Locate each line in the items below that contains the word "facing" and copy those lines out, treating uppercase and lowercase as different.

#### Point placement records:
-.-.-

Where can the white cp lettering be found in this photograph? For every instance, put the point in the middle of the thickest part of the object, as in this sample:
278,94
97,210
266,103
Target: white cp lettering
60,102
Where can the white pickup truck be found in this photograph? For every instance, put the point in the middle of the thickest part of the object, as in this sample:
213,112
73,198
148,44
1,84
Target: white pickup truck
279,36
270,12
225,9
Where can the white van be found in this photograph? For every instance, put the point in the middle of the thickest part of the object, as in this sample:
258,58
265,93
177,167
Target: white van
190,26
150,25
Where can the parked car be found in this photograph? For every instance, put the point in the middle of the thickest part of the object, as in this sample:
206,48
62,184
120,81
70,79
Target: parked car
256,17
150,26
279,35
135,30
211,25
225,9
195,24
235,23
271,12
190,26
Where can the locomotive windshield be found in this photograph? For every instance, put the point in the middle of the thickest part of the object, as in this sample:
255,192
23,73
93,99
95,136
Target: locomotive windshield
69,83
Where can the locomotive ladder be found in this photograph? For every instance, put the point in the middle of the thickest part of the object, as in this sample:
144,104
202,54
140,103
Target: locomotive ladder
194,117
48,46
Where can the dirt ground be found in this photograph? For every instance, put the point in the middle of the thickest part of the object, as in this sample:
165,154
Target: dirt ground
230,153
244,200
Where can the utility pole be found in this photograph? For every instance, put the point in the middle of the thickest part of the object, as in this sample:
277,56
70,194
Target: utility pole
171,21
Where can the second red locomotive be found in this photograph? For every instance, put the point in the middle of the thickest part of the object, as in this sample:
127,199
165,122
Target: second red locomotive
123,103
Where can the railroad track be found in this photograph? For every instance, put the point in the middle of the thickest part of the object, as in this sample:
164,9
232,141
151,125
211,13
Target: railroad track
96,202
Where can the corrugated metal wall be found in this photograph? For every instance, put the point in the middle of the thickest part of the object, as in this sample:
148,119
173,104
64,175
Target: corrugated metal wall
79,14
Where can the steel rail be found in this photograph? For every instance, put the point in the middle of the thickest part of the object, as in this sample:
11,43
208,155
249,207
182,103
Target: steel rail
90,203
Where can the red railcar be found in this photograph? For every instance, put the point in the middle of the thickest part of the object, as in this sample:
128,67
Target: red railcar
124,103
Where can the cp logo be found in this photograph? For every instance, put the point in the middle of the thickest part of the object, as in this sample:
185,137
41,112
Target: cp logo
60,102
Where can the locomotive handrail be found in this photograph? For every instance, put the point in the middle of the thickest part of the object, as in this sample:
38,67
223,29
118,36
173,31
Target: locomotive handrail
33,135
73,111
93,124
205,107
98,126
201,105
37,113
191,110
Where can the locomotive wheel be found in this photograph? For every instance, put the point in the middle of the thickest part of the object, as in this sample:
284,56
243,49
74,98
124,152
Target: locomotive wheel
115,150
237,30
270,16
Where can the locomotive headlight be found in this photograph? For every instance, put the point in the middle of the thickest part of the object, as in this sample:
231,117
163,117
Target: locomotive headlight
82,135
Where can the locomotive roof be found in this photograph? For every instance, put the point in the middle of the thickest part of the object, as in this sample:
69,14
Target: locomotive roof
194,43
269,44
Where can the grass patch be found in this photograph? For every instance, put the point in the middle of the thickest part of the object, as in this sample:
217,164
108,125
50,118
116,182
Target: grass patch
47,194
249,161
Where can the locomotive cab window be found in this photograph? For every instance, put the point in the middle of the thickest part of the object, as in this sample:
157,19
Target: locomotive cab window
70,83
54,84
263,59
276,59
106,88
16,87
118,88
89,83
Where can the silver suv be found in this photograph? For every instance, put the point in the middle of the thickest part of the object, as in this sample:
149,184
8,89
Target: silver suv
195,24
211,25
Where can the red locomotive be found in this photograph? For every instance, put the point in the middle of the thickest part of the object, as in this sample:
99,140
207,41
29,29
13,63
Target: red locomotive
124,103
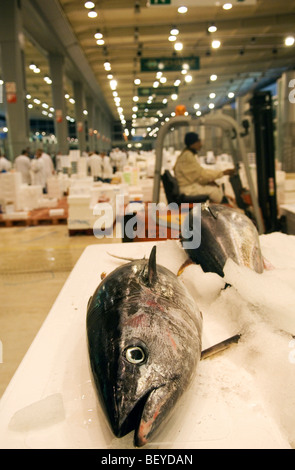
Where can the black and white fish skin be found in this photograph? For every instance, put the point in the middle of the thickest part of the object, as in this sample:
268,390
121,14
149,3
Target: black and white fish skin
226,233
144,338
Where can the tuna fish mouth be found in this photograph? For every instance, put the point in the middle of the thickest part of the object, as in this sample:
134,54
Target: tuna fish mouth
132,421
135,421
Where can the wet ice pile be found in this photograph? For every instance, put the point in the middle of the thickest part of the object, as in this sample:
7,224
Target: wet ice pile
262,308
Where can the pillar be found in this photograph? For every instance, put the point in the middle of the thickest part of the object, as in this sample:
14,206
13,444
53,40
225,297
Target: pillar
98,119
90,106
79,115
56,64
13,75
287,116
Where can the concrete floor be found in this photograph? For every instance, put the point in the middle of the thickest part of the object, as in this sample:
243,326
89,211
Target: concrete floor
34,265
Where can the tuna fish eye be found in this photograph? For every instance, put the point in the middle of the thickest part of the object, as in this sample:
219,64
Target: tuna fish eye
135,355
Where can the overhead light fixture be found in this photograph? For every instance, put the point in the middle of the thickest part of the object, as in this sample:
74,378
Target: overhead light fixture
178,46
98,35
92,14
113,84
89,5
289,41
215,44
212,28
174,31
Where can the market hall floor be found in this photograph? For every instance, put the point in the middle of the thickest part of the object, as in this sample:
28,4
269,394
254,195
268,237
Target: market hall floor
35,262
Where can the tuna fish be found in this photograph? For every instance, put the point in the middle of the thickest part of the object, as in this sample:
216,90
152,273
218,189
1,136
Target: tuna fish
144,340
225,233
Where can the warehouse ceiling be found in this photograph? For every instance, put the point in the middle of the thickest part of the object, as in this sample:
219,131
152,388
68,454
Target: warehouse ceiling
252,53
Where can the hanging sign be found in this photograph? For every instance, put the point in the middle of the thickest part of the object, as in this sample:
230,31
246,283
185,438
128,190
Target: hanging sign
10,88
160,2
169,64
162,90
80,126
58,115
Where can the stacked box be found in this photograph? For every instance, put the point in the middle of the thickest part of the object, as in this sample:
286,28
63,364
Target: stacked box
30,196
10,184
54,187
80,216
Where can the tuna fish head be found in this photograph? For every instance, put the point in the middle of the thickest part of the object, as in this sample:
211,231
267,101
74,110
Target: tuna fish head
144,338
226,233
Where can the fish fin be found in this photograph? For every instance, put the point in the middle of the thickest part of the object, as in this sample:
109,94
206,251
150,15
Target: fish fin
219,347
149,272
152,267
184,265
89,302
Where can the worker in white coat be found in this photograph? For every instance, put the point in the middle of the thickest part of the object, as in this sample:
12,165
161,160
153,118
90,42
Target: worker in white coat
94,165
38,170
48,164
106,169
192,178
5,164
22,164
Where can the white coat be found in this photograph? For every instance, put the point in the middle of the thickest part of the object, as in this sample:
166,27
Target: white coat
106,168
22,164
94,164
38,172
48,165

-.-.-

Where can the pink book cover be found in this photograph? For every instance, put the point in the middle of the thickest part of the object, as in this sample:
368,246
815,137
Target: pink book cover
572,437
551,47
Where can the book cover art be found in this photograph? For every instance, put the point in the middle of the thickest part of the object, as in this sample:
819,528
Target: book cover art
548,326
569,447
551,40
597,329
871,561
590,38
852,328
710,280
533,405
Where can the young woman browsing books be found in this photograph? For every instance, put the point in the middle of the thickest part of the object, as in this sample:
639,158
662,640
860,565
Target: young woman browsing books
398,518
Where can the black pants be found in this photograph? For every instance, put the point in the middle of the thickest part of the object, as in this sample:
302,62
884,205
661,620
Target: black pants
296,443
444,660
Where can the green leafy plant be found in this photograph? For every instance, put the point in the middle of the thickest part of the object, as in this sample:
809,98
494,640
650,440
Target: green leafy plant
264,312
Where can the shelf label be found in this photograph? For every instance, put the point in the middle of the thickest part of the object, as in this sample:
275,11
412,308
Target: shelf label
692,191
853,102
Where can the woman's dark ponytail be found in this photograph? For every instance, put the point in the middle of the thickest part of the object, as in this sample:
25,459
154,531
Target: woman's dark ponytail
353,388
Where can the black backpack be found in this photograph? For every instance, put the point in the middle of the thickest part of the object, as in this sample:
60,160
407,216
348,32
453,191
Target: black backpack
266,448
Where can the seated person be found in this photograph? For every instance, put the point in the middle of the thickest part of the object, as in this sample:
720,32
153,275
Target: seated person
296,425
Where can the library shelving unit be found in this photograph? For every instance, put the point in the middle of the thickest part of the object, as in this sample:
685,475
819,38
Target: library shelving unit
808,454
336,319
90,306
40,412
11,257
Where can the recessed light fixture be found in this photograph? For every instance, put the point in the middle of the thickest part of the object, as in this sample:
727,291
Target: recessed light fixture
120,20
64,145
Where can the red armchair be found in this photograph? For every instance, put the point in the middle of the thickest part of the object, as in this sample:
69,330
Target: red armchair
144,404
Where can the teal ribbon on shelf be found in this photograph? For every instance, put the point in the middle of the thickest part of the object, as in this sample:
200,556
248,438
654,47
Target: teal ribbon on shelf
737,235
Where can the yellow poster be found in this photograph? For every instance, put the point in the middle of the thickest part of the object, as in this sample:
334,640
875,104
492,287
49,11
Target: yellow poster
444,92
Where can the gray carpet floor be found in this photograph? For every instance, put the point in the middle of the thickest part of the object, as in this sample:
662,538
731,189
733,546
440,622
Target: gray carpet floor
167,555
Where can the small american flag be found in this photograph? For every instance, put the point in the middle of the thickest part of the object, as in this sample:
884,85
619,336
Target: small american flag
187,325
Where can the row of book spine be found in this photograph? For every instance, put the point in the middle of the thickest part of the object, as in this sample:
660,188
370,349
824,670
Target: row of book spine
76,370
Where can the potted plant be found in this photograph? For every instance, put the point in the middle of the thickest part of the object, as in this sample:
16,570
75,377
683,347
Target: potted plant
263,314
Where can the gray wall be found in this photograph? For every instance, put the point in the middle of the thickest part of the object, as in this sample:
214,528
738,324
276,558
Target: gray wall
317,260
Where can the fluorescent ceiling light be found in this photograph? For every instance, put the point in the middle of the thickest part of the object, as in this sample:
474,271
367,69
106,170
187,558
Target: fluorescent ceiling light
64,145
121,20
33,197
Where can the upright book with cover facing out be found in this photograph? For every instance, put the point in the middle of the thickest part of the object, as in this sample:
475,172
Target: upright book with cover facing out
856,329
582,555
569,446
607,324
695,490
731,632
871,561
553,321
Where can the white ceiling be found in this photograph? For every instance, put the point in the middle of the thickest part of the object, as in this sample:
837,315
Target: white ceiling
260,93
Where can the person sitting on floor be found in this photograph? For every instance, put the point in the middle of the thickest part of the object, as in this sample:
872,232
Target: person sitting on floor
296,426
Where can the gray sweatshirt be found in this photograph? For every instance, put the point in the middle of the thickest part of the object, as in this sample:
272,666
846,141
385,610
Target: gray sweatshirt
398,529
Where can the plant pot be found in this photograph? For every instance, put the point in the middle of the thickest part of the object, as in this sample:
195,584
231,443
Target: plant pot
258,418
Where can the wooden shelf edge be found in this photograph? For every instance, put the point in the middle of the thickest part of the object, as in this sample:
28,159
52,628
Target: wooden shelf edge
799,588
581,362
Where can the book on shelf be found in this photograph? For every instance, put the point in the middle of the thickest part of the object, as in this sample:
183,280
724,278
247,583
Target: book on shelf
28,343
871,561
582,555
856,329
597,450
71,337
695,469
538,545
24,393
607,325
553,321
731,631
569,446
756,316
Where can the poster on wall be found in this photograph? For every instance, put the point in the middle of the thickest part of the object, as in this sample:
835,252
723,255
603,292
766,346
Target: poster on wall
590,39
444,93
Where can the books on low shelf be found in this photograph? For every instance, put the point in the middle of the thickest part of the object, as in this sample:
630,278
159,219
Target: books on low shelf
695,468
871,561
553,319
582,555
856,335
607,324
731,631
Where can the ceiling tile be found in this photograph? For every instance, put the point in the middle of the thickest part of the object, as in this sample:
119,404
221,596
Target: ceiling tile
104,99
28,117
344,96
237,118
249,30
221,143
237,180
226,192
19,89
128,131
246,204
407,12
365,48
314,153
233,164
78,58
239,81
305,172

-.-.-

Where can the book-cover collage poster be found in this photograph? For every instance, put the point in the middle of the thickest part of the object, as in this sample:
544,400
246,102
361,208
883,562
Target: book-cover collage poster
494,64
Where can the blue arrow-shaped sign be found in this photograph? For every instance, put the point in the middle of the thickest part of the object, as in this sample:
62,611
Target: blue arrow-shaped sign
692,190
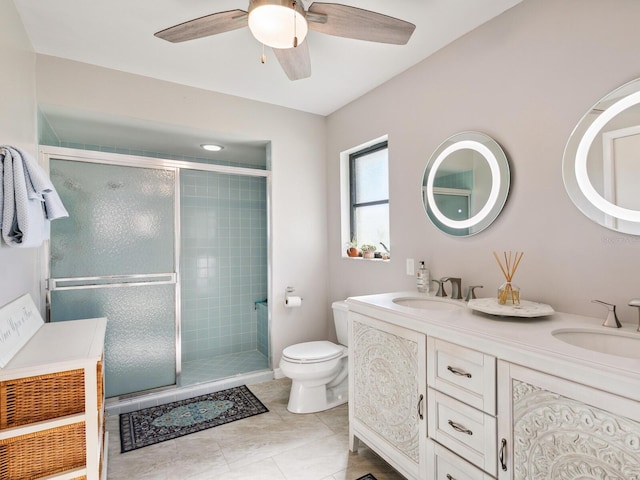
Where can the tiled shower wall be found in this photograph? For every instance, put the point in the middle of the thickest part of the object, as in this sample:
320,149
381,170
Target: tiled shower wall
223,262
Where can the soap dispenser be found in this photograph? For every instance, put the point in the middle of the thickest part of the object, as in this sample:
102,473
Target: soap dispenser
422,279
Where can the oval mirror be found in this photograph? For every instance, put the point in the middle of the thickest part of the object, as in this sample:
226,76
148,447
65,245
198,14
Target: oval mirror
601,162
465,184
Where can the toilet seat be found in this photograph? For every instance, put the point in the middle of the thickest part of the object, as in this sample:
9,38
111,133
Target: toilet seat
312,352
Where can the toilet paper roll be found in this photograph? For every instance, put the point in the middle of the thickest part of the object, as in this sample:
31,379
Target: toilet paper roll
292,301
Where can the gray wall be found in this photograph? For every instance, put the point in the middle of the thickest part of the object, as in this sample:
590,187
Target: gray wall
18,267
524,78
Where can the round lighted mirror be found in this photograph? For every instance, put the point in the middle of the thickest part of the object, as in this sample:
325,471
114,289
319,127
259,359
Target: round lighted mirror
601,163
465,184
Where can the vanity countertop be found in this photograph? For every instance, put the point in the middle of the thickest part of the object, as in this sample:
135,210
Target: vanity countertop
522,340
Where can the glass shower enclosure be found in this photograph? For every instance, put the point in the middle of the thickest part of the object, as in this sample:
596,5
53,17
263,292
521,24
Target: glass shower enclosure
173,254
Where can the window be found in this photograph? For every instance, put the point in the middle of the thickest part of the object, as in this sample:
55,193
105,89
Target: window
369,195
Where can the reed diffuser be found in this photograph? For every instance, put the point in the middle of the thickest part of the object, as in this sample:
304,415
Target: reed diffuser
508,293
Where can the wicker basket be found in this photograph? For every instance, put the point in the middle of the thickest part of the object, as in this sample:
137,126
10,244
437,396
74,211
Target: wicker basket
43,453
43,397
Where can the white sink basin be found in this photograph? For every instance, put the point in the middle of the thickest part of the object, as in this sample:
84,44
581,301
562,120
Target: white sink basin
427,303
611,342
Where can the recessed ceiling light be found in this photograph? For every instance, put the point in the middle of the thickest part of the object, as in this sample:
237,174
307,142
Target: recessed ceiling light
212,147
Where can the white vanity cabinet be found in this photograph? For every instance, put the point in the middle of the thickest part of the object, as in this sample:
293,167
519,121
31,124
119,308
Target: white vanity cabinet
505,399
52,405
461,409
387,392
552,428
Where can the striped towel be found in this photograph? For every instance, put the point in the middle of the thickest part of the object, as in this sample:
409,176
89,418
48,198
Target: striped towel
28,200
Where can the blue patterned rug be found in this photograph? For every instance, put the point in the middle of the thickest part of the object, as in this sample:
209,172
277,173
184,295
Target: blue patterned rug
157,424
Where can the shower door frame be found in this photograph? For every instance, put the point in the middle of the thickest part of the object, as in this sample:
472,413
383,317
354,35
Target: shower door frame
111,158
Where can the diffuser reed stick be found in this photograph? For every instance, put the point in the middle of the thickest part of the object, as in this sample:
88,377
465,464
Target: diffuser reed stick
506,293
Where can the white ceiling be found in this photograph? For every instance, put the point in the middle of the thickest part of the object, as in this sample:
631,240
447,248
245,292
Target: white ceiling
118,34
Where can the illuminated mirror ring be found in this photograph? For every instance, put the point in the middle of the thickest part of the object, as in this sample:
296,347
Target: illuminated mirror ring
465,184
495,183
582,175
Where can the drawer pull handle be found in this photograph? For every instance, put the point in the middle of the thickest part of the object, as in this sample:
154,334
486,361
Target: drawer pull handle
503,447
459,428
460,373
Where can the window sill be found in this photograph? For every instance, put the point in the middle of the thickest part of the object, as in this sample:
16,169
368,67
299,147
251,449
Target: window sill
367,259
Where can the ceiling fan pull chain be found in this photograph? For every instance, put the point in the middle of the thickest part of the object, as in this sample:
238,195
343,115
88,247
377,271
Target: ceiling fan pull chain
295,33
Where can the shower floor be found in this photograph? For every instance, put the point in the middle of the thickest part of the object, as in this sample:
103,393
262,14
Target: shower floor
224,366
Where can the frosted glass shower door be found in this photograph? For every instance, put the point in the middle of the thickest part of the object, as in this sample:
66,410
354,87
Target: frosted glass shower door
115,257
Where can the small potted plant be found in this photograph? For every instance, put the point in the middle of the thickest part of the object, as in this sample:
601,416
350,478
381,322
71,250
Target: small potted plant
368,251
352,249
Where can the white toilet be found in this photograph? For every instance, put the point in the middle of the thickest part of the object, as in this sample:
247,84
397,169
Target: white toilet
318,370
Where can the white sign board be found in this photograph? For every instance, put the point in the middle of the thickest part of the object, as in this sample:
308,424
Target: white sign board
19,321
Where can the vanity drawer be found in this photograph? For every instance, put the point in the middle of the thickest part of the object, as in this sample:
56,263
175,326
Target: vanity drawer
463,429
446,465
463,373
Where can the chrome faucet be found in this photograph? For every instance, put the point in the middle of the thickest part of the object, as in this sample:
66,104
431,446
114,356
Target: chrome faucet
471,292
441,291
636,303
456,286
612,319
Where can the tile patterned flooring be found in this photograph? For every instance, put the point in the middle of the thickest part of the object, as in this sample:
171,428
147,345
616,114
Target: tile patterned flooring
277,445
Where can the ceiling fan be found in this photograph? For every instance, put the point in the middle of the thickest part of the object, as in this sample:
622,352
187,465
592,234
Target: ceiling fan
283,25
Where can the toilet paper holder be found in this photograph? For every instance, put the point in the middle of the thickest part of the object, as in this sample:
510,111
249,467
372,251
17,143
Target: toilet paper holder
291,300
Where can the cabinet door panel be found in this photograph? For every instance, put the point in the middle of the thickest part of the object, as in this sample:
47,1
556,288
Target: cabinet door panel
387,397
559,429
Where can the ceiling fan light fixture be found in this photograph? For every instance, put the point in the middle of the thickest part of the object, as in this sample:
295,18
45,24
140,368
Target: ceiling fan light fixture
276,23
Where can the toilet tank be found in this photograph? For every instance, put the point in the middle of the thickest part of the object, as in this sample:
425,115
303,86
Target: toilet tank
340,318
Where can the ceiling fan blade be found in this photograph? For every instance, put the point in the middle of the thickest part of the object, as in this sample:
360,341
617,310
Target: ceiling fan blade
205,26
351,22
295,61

-.-.-

#### Complete answer:
Where can the upright book with cover facing out be found in this photograph? For every instance, put the point in the middle of the thickest part of the object, as in this sample:
Target: upright book with cover facing out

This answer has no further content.